▸ **Goal of the exercise**
Rewrite the items below so that every "one marker" becomes "a single point", leaving all other wording as it is.

▸ **Material provided**
..........
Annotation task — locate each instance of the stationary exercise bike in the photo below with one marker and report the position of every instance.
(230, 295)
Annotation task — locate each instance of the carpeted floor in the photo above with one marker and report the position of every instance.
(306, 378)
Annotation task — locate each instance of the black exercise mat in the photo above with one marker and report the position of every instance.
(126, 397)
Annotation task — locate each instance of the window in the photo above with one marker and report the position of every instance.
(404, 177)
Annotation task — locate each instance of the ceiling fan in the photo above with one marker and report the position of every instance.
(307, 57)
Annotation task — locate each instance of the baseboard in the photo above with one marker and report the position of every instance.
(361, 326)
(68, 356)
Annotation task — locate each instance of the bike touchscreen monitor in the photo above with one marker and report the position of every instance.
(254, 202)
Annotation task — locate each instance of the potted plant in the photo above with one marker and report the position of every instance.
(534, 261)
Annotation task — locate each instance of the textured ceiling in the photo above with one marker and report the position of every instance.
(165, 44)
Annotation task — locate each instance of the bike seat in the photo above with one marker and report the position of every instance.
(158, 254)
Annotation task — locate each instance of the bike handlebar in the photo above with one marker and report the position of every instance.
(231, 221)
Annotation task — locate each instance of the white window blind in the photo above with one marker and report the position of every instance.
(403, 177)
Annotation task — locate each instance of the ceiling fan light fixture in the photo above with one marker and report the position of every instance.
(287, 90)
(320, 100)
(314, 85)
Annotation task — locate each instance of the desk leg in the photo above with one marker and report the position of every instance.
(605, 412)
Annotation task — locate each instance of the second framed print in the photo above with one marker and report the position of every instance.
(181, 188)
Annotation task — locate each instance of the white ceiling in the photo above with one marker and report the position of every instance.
..........
▸ **Written response**
Annotation task — locate each instance of the stationary exercise bike in the photo below with a single point and report the position of every instance.
(230, 295)
Annotation task — locate each instance of the carpeted floor in the photo above with a single point and report the position of every instance.
(306, 378)
Annotation task — locate each instance of the black exercise mat in the photo above with a single point and report the position of every instance.
(126, 397)
Annotation task — locate each instance of the window in the photo above with a single point and report the position of every instance.
(404, 177)
Annotation task — locate each instance of the ceiling fan in the photo above with a single point and report the position of every instance.
(307, 57)
Annotation task — locate each instance of the baseboard in the photo above with a single point and report the position of every instance.
(361, 326)
(68, 356)
Annotation task — locate each instance of the bike touchscreen monitor in the photo above with a single point and report the position of every instance.
(254, 202)
Annotation task — locate each instance of the potted plant in the photo above with a single point and report the position of every instance.
(534, 261)
Annotation task — locate each instance of the textured ceiling in the photo above with a single point and report the position of every instance.
(165, 44)
Annotation task — locate each instance of the bike seat in the photo above with a single point and report the position of every instance.
(158, 254)
Annotation task — locate each instance of the bike handlebar in the photo above with a single point and report the position of every instance.
(231, 221)
Annotation task — locate each instance of the white window blind in the photo above with a single point and report the position of every instance.
(403, 177)
Annotation task — locate each instance of the ceiling fan light fixture in the photo above with a single point and report the position of every instance.
(287, 90)
(320, 100)
(314, 85)
Annotation task — locate each instance of the desk leg in the photo above with a single point and report the position of every instance.
(605, 412)
Annotation task — locate each instance of the second framed print in the photo above with a single point and report the position of every instance.
(181, 188)
Annotation task — locate each instance of the white ceiling in the photo above with a single point and report the position of every instance.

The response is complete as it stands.